Exercise objective:
Across the listing below, how many lines include the string "panel"? Reply with the number alone.

====== Data provided ======

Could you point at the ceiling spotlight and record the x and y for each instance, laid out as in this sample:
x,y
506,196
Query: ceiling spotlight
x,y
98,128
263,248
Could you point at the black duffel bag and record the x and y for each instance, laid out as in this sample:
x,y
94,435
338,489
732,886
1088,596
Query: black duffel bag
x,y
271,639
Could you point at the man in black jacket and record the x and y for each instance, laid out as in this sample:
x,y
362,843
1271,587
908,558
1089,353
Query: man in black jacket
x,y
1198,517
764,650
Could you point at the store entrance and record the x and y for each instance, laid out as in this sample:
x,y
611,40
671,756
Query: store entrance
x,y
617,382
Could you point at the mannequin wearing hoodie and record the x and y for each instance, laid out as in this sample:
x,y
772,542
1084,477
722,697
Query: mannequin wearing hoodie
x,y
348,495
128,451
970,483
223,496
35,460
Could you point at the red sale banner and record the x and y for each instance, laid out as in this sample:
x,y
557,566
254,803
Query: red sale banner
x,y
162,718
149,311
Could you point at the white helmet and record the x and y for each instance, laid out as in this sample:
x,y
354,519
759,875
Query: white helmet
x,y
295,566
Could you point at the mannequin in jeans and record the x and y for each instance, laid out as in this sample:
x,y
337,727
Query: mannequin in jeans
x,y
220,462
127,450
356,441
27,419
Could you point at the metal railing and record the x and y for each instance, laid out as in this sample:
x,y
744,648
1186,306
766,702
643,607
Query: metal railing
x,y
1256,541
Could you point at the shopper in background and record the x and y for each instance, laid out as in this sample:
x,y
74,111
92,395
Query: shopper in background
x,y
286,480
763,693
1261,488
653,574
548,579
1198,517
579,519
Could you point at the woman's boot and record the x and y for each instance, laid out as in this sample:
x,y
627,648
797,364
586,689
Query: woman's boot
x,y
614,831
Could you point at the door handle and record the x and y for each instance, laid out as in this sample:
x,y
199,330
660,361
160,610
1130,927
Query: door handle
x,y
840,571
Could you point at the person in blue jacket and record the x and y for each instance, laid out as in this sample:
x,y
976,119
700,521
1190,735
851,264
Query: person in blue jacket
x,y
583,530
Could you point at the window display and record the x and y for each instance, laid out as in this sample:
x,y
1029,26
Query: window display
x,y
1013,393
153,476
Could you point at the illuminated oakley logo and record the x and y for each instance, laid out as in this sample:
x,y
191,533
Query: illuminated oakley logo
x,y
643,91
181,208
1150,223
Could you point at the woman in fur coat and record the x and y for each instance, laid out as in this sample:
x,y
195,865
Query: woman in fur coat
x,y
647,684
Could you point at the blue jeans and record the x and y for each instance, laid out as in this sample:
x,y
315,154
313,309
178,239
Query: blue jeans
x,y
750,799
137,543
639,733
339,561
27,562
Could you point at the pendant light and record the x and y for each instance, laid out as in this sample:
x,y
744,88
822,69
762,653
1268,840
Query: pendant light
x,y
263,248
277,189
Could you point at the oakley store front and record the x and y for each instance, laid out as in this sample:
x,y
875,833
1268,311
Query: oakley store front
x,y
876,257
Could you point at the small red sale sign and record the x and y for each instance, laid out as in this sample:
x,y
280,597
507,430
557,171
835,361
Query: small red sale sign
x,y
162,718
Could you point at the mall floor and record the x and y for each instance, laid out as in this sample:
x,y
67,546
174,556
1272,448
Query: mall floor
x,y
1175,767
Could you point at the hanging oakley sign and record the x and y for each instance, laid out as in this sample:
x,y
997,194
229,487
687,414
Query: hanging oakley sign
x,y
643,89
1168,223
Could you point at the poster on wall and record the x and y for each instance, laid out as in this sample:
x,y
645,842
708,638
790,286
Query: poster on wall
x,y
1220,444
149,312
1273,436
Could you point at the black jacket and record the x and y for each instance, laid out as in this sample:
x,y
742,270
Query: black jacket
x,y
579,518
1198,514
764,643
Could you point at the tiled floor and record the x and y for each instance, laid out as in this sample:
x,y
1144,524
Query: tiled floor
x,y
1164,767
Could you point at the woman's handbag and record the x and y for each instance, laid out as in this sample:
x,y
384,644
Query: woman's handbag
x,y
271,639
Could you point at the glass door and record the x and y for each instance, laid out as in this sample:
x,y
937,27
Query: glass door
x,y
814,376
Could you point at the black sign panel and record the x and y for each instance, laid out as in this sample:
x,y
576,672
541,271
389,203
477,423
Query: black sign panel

======

Response:
2